● **Texte fourni**:
▬▬▬▬▬▬▬▬▬▬

L'éventualité d'un conflit est au cœur de tous les États-majors. Des agents du département « V » du KGB vont être disséminés dans les grandes villes européennes en vue de contribuer à l’élaboration de dossiers d’objectifs et participer à la création de réseaux d’assistance. Au cours de l’année 1999, on découvrait enfoui au cœur de la forêt suisse alémanique, un émetteur clandestin destiné à communiquer avec l’Union Soviétique. Heureusement que personne n’avait ouvert cette mallette. Elle était piégée pour exploser à l'ouverture par l’imprudent qui ne connaissait pas l’astuce pour en neutraliser la charge. Il ne s’agissait pas d’une découverte isolée. On a découvert des émetteurs similaires dans d'autres pays européens ainsi qu'en France.

L'implosion de l'URSS et la dissolution du Pacte de Varsovie en 1991 allaient porter le Conseil de coopération nord-atlantique sur les fonts baptismaux, il a pour mission le rétablissement des liens avec les États d'Europe centrale et ceux de l'ex-URSS. Un partenariat pour la paix fut conclu entre l'ex-URSS et les États d'Europe centrale. L'OTAN allait s'élargir et accueillir sans discernement : Pologne, Hongrie, Roumanie, Bulgarie, Tchéquie, Slovaquie, Slovénie, Albanie, Croatie, l'Estonie, Lituanie, Lettonie. L'Union européenne et l'OTAN signent un partenariat stratégique : Identité européenne de sécurité et de défense. Chaque zone faisant mine d'oublier sur le moment, ses intérêts propres, et tous les États d'accepter d'être l'otage des autres membres. L'Europe de l'Ouest, l'Europe méridionale, l'Europe centrale, l'Europe du Nord et l'Europe orientale n'ont aucunement les mêmes contingences. La France fait son retour officiel au sein de l'OTAN en 2009.

L'OTAN est devenu au fil du temps un outil de la politique étrangère américaine. L'Organisation a été dévoyée et est sortie de son rôle à plusieurs reprises : conflit en Bosnie (1993 - 1995) - en soutien à l'armée albanaise contre les Serbes (1999) - en Afghanistan (Commandement de la Force internationale d'assistance à la sécurité en août 2003 - en Libye au profit du Conseil national de transition. Le Conseil OTAN - RUSSIE de 2002 a été suivi des conflits en Géorgie et en Ossétie du sud (2008), en Ukraine avec annexion de la Crimée (2014). En ce qui concerne le soutien à la candidature de l’Ukraine et celui de la Géorgie à l’OTAN, il est contraire à la parole donnée et renouvelée aux dirigeants russes entre 1990 et 1992...

▬▬▬▬▬▬▬▬▬▬

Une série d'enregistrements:
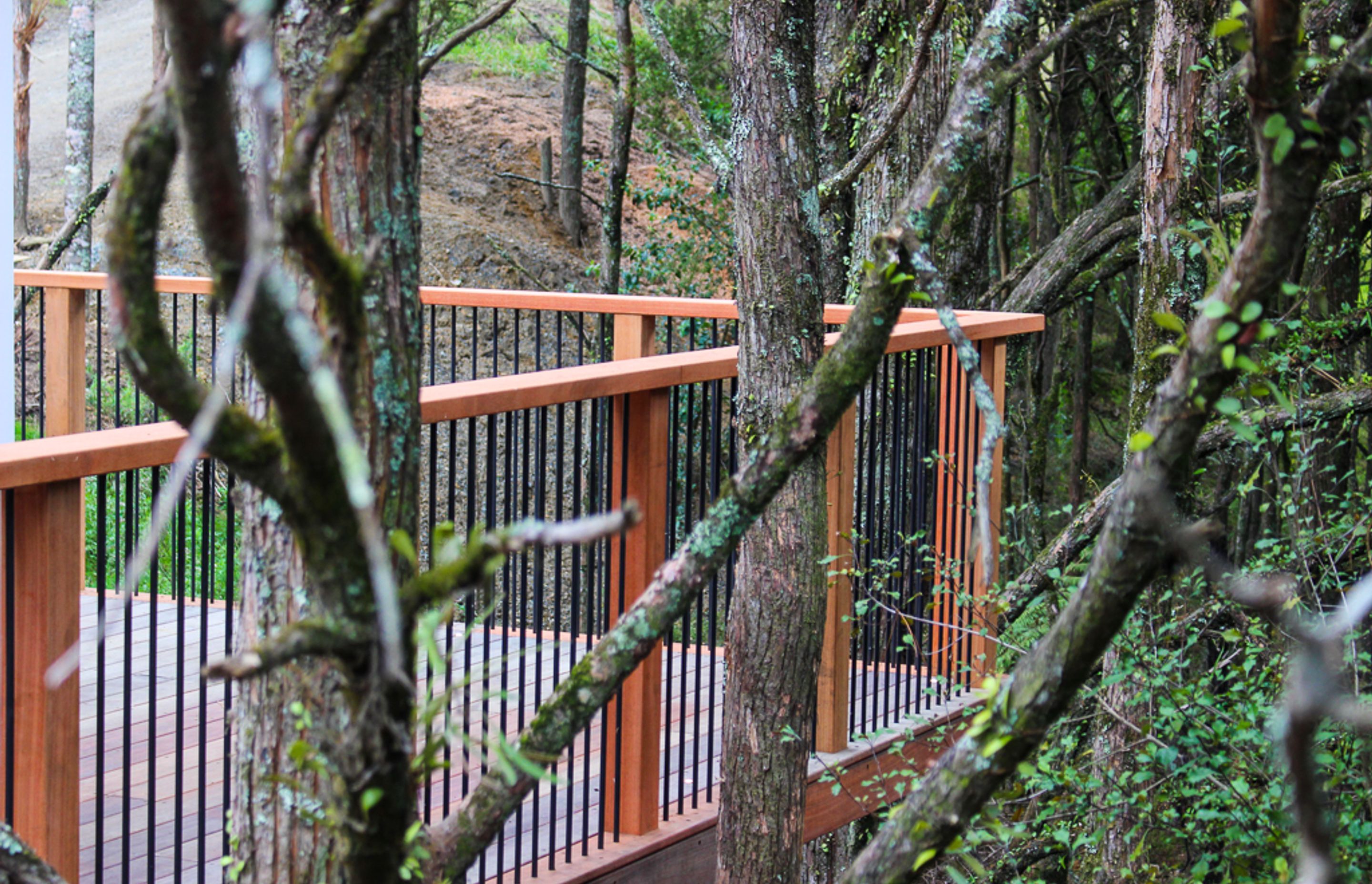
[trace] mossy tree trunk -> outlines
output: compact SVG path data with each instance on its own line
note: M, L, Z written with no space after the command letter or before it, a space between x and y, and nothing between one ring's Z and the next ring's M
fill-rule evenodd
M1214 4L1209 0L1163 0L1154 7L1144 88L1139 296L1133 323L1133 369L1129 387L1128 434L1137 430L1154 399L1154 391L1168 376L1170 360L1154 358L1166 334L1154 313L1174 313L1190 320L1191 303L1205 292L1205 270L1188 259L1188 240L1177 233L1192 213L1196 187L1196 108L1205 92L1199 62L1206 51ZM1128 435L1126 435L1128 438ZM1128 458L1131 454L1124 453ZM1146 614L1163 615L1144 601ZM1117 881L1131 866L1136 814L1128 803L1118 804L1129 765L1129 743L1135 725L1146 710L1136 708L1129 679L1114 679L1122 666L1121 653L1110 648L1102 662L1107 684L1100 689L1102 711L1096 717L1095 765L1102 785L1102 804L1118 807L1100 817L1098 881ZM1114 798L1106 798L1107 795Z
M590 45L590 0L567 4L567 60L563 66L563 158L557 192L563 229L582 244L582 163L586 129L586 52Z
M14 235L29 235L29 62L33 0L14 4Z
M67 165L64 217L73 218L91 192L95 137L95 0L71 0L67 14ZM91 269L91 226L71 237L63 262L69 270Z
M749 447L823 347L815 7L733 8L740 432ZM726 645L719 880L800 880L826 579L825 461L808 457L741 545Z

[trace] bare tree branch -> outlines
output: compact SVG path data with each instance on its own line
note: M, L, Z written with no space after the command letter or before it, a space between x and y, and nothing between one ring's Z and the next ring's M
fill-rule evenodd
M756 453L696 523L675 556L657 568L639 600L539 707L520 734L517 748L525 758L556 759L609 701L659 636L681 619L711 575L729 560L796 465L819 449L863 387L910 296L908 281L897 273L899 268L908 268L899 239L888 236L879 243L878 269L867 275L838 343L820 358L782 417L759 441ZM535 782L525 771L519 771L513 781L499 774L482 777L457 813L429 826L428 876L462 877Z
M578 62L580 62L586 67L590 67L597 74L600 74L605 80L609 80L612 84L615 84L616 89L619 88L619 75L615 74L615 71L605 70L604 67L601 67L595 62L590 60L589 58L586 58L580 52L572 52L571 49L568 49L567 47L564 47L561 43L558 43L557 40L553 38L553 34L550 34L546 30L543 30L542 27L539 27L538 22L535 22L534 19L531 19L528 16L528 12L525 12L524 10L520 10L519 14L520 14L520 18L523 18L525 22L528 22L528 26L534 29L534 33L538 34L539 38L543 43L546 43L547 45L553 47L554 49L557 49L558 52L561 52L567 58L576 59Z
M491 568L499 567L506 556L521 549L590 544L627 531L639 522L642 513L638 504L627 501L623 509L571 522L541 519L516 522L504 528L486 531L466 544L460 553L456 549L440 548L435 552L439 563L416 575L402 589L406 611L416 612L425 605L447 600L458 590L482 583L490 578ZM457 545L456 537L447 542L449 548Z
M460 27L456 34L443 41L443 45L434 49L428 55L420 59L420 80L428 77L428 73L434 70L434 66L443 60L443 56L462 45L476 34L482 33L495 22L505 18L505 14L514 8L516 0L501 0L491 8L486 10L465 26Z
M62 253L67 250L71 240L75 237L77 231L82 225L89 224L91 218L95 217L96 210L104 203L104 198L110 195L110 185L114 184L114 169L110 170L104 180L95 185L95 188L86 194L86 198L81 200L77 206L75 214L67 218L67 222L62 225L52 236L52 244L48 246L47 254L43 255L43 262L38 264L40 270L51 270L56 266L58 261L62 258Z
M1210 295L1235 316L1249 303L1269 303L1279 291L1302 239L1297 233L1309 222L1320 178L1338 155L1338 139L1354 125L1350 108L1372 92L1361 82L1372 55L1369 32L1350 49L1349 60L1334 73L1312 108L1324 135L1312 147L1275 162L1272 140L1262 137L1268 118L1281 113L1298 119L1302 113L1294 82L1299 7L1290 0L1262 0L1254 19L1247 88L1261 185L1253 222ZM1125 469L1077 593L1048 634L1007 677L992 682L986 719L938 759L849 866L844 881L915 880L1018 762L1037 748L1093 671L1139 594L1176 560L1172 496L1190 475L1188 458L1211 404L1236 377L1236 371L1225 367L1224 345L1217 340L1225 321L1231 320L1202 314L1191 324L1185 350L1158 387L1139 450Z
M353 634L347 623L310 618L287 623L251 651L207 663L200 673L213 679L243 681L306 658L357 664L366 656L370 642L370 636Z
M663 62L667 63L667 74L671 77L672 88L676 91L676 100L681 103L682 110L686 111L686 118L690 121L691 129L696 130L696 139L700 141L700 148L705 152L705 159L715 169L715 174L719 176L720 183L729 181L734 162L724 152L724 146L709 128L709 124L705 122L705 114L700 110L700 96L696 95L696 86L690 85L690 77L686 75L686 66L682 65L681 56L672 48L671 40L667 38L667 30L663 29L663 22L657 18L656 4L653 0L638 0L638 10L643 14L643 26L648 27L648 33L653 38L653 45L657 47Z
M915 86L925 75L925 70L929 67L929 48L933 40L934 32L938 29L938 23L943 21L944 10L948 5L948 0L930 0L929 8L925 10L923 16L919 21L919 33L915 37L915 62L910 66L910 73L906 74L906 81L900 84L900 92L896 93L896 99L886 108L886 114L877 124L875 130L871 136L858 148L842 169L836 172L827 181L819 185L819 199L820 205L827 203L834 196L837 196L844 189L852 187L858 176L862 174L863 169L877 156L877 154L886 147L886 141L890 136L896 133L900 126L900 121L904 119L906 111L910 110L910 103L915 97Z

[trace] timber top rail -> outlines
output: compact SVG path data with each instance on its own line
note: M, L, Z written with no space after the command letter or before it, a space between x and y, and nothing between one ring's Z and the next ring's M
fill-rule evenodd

▬▬▬▬▬▬▬▬▬▬

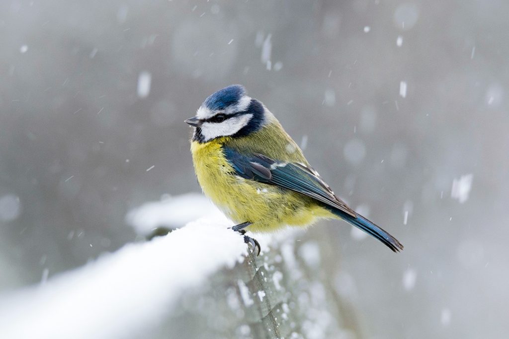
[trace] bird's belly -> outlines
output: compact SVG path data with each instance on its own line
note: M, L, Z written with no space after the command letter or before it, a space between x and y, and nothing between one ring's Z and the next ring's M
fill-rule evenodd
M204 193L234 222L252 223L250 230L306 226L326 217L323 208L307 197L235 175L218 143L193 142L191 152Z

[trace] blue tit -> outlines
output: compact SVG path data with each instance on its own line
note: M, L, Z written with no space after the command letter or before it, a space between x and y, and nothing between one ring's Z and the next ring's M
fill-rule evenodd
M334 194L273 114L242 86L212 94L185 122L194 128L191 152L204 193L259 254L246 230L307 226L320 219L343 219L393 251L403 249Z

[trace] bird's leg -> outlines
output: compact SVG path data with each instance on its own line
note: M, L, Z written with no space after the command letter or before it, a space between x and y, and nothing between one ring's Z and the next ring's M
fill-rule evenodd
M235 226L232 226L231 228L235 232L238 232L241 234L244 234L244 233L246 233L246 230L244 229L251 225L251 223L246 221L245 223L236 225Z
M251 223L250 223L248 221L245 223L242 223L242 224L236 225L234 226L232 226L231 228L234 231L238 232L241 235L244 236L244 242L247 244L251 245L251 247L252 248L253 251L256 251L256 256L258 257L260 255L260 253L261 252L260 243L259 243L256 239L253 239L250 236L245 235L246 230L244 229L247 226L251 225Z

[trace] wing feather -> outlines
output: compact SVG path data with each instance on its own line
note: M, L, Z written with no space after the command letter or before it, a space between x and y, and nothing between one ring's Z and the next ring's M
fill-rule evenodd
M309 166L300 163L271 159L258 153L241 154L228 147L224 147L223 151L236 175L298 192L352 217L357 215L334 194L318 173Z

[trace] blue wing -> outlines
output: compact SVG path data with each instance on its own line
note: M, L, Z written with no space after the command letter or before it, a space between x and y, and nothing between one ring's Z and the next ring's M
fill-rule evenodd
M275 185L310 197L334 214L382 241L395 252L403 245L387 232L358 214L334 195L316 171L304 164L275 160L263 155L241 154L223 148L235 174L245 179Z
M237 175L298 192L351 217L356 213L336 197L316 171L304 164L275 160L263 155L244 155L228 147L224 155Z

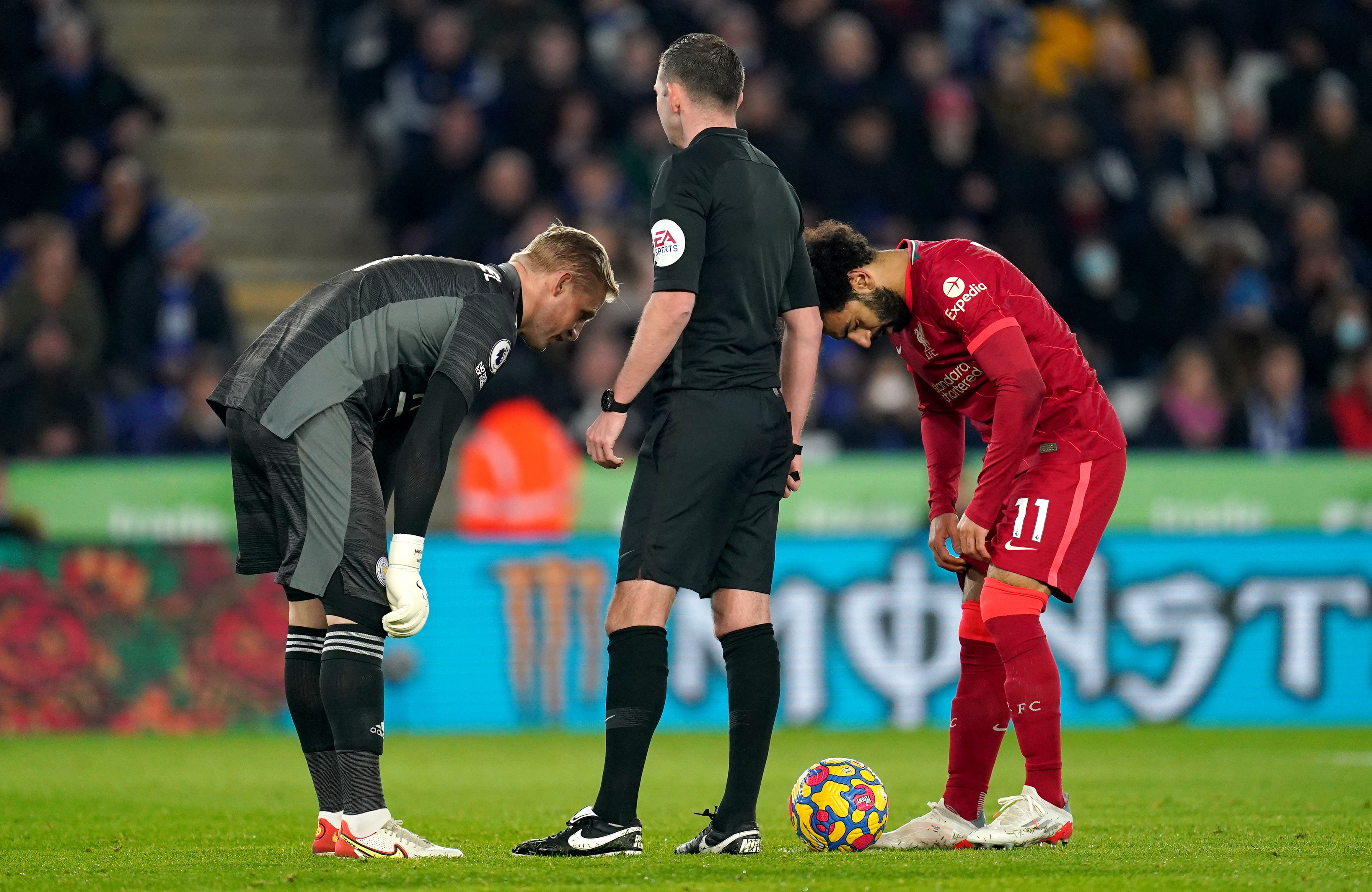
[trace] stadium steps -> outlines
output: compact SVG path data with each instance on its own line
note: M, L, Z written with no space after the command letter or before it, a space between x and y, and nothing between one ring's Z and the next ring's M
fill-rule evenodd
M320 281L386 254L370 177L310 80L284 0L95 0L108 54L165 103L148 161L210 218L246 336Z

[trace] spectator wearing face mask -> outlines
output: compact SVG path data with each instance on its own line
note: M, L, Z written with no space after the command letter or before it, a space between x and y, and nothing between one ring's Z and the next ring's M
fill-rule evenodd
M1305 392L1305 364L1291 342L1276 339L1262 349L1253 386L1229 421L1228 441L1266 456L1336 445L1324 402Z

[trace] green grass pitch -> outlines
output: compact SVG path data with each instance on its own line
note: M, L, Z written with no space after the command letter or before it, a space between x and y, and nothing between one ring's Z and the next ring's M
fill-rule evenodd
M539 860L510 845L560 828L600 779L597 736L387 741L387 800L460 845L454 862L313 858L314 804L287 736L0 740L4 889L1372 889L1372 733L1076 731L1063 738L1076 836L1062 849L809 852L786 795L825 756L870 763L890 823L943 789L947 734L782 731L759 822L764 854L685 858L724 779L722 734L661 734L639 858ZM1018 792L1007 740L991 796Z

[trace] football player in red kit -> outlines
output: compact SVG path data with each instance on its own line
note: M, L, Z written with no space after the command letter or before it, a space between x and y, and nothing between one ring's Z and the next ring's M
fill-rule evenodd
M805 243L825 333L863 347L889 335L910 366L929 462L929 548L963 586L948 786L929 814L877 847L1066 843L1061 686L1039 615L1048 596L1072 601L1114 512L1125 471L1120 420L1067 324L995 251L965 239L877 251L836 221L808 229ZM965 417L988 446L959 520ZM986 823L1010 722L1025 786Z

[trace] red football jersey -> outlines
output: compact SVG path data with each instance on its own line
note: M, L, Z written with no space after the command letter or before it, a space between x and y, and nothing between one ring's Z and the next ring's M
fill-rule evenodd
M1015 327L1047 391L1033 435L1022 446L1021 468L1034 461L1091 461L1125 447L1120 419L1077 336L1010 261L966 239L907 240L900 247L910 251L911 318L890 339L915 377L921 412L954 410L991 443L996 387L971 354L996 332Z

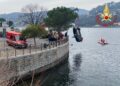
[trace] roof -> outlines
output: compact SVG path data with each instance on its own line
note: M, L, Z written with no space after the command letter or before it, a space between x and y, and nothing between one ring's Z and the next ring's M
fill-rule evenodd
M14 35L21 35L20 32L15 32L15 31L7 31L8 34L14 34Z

▬▬▬▬▬▬▬▬▬▬

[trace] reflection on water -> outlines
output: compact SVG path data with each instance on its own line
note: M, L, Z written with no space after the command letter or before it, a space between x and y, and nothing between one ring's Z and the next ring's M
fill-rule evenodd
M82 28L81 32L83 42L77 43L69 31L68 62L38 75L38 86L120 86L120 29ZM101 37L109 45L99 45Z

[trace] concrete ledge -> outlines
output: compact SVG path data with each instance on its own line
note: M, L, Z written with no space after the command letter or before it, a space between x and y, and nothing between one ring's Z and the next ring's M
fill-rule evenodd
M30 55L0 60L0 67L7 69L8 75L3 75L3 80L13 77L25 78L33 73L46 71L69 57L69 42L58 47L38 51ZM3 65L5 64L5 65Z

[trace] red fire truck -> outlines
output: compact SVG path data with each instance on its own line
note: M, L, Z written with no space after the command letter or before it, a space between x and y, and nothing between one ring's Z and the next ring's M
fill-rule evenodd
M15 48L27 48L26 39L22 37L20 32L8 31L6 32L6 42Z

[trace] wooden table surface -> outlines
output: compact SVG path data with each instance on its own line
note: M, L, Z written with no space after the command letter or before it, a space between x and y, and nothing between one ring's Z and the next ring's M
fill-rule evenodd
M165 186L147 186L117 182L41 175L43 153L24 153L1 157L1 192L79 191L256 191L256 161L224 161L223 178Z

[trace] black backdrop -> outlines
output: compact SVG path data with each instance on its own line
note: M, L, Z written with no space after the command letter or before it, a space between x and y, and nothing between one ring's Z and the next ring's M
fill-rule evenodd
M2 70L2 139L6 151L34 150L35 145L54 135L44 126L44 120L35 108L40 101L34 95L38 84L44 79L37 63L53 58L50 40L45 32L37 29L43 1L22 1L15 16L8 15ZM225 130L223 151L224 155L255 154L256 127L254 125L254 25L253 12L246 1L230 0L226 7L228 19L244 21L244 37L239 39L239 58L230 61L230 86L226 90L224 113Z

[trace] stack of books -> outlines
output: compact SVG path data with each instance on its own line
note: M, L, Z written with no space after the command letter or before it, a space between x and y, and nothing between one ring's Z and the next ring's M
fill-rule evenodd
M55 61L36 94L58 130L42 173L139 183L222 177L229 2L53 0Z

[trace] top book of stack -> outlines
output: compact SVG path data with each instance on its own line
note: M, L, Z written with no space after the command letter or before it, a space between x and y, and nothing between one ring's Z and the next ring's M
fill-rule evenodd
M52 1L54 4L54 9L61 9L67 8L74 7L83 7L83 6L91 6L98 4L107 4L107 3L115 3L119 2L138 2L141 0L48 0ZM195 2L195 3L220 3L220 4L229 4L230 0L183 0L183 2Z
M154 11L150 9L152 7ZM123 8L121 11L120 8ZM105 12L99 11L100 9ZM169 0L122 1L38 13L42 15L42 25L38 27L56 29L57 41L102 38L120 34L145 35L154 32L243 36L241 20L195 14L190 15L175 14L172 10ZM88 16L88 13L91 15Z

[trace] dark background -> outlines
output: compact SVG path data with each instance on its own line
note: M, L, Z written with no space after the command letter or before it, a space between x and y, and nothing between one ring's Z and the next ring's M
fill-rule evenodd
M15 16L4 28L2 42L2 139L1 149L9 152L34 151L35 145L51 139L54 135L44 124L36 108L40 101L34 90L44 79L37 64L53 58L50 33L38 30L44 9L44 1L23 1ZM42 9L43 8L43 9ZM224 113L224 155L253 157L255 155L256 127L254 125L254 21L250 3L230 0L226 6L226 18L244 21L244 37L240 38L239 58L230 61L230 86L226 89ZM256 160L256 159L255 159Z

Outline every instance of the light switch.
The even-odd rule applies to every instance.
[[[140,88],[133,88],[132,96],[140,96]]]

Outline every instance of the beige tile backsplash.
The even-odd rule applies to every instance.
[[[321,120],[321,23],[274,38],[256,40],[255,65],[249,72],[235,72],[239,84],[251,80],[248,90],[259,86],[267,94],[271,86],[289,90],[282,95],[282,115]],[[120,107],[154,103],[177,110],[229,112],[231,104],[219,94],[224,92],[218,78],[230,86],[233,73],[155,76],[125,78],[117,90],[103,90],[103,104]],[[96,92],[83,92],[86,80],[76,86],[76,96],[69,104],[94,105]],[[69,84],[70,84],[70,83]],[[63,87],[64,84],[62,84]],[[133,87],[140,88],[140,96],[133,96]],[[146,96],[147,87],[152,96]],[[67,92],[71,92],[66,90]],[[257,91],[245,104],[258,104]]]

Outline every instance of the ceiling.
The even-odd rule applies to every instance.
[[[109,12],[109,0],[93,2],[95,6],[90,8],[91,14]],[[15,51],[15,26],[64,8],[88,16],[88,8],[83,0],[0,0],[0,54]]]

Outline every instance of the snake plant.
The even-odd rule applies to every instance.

▬▬▬▬▬▬▬▬▬▬

● **Travail demandé**:
1. D'après le texte fourni, en quelle année la France fait-elle son retour officiel au sein de l'OTAN ?
2. Selon le texte fourni, pourquoi était-ce une chance que personne n'ait ouvert la mallette de l'émetteur clandestin découvert en 1999 dans la forêt suisse alémanique ?

● **Corrigé**:
1. La France fait son retour officiel au sein de l'OTAN en 2009.

2. La mallette était piégée pour exploser à l'ouverture. Un imprudent qui ne connaissait pas l'astuce pour en neutraliser la charge l'aurait donc fait sauter.